● **SUPPLIED TEXT**
▼

4. Invest in the right tools

“Buy tools to ease the burden,” recommends arthritis patient Nancy Hopper Matthews. Dodge agrees; she’s seen people who’ve switched to using a Roomba vacuum, which cleans your house on its own, and loved it. Lightweight mops and vacuum cleaners are a smart splurge because they will be less heavy to drag from room to room. 

But there are many products that can simplify cleaning in all sorts of ways — and price points. Good “tools” don’t necessarily have to be costly, Dodge notes. “Even using a cleaning product like Scrubbing Bubbles in your toilet helps loosen the dirt better so it’s less work for you,” she says. Other helpful items include dusting mitts like these or these that can make that chore easier on your hands, since wearing a mitt uses less hand strength than gripping a dust cloth does. “Attach dusters to your hands and feet during a bad flare,” says Shelley Tyson. “You can wipe up a lot of dust when shuffling or crawling.”

▲

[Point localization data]
▼

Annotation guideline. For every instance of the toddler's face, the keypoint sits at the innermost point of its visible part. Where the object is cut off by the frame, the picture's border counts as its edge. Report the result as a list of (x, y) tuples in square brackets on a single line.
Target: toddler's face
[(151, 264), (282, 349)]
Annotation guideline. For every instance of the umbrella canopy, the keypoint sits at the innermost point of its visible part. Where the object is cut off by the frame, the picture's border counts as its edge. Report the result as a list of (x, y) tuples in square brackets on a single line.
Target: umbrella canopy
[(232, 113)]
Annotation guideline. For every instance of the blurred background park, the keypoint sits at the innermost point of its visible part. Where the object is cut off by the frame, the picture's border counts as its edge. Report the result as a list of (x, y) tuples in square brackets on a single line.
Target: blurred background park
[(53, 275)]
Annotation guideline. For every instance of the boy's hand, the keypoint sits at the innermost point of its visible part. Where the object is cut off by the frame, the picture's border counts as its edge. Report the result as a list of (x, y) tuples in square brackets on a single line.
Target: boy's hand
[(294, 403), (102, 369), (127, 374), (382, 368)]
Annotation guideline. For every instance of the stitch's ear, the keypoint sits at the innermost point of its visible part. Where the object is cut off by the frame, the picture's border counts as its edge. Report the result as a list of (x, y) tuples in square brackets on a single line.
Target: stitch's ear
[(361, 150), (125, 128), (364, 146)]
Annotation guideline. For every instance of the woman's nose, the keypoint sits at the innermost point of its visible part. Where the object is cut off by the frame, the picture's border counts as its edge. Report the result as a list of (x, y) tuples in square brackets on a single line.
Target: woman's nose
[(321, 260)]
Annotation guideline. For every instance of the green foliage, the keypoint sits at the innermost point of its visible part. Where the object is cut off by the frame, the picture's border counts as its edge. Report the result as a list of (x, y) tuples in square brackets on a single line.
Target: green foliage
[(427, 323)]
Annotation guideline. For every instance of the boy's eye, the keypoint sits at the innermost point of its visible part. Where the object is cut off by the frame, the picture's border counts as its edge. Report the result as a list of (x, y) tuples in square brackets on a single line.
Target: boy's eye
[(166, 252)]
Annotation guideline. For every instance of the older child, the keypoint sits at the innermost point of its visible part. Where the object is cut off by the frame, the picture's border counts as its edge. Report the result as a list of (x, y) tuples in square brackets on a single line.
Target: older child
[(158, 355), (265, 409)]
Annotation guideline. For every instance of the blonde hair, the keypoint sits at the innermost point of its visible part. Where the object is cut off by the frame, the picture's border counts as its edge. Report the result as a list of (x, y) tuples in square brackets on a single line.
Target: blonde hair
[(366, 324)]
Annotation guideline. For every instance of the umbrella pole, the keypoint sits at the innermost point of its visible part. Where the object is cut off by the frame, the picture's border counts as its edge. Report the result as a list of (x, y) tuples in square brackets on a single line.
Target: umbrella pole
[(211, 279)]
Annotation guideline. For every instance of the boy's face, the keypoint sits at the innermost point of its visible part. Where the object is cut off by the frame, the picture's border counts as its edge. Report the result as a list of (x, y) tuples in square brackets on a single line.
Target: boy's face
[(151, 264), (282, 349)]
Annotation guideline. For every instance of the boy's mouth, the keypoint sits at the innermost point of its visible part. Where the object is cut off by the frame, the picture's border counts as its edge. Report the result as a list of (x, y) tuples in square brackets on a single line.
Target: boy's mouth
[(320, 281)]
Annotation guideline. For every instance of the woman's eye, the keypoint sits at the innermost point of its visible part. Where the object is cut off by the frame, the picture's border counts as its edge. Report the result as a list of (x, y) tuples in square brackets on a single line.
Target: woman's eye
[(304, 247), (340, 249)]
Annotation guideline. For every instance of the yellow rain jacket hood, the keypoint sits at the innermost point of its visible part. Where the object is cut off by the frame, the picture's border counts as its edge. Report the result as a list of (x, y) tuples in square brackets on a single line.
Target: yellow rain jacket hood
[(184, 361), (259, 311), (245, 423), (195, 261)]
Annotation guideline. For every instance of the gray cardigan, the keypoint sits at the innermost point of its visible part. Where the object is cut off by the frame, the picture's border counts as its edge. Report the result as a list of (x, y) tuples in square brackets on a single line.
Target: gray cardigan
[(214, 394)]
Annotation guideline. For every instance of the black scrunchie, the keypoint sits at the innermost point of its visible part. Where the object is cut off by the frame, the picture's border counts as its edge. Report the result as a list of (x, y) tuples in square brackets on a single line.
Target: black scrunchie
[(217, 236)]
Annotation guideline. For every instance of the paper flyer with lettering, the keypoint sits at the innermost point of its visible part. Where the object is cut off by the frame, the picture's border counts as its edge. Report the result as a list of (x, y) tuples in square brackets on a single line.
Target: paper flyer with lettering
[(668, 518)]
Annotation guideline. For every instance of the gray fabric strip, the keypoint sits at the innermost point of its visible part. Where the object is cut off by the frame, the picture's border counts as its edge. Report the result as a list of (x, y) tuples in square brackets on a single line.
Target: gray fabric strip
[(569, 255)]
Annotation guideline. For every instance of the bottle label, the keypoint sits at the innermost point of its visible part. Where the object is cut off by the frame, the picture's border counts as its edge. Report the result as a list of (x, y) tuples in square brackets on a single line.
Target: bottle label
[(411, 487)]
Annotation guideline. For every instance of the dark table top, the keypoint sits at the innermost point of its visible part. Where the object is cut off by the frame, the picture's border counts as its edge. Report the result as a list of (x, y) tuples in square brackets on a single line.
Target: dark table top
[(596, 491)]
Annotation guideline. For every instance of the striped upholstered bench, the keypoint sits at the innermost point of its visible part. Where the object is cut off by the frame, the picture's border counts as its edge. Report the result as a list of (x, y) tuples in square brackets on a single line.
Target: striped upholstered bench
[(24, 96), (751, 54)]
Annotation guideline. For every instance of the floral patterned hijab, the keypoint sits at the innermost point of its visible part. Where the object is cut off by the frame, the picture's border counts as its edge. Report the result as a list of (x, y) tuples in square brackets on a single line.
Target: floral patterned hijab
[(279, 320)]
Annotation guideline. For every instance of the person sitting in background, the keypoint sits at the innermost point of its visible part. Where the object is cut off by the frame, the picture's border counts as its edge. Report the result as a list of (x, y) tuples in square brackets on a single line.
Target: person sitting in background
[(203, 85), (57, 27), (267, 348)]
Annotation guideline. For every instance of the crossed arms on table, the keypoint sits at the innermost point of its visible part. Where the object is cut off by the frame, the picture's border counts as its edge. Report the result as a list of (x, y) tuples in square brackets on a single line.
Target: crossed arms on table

▲
▼

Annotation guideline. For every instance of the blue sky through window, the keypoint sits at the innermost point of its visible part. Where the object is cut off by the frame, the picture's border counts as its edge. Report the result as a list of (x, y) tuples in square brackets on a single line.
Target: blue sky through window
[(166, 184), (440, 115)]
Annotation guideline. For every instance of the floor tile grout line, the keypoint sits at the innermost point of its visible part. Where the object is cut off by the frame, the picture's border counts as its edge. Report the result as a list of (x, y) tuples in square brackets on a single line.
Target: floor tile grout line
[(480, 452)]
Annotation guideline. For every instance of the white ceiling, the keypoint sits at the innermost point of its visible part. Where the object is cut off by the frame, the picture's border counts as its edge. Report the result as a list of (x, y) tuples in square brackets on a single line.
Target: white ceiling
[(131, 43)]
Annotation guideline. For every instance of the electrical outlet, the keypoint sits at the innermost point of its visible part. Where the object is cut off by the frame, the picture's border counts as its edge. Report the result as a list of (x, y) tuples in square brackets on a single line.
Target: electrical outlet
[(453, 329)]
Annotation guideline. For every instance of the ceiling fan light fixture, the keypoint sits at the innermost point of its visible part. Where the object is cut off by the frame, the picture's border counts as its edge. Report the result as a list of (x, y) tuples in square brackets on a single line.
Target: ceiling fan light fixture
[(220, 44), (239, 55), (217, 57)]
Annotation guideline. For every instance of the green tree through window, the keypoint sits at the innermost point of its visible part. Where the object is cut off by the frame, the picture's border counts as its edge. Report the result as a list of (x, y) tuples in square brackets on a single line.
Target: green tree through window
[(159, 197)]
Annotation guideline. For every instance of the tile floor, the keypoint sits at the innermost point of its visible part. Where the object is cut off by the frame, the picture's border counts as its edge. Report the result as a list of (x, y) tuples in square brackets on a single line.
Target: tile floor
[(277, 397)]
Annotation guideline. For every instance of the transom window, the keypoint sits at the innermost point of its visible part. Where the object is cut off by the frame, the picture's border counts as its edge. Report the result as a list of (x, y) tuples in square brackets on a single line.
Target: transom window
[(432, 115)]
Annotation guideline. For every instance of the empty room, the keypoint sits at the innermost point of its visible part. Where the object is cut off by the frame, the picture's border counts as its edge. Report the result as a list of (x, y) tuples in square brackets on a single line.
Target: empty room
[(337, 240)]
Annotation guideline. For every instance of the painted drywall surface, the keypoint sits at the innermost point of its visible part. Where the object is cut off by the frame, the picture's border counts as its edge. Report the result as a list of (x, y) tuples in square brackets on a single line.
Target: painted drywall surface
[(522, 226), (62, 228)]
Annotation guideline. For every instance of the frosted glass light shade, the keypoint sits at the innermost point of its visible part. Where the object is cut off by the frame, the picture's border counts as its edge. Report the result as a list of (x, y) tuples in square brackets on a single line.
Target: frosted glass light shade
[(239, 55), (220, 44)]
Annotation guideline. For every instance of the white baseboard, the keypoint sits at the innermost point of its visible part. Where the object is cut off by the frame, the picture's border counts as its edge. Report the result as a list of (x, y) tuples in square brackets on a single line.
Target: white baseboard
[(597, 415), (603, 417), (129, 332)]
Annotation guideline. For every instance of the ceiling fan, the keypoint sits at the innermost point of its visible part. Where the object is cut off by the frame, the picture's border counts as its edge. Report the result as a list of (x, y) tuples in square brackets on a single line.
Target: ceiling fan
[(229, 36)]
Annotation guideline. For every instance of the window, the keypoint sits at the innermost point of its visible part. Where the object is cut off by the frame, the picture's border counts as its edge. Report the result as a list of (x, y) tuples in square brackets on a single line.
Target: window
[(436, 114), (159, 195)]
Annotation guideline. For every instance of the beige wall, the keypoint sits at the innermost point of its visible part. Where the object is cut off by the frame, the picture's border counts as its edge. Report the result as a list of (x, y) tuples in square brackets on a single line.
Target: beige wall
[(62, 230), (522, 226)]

▲

Write the next part of the piece on easier cleaning with arthritis, starting after its last sentence.

● **ANSWER TO THIS TASK**
Get cleaning brushes with long handles (like this one or this one) so you don’t need to bend over as much. “Find something with a long arm for cleaning the tub so you don’t have to get on your knees and crouch over,” says Stephanie Darrow.

5. Lighten your load (literally)

Lifting heavy items can put way too much strain on your joints, so look for ways to swap out heavy things for lighter ones. Instead of using a big bottle of laundry detergent, switch to detergent pods. Or use Brenda Kleinsasser’s tip: “Definitely put your cleaning items, such as laundry soap, into smaller bottles. Much easier to handle and not so heavy, when you are walking stairs with your laundry basket full of clothes.”

Another tip: Don’t do a laundry load of all large heavy things, such as towels; rather mix a towel or two into loads of lighter items. 

Nancy Kaplan keeps countertop appliances in her kitchen, such her slow cooker and coffee maker, on cloths so it’s easier to slide things around instead of lifting them. She also put floor gliders under her dining room table and heavy furniture, so it’s easier to move things for vacuuming or sweeping. (Note: Adding these under furniture can be very challenging, so look for help. Do not attempt to lift heavy furniture alone, or at all.)

6. Make friends with a wheeled chair 

“Thank goodness for office chairs,” says Nancy Kaplan. She uses one as a makeshift pushcart around her apartment. On laundry days, for example she sets the basket on the chair to transport it to and from the laundry room.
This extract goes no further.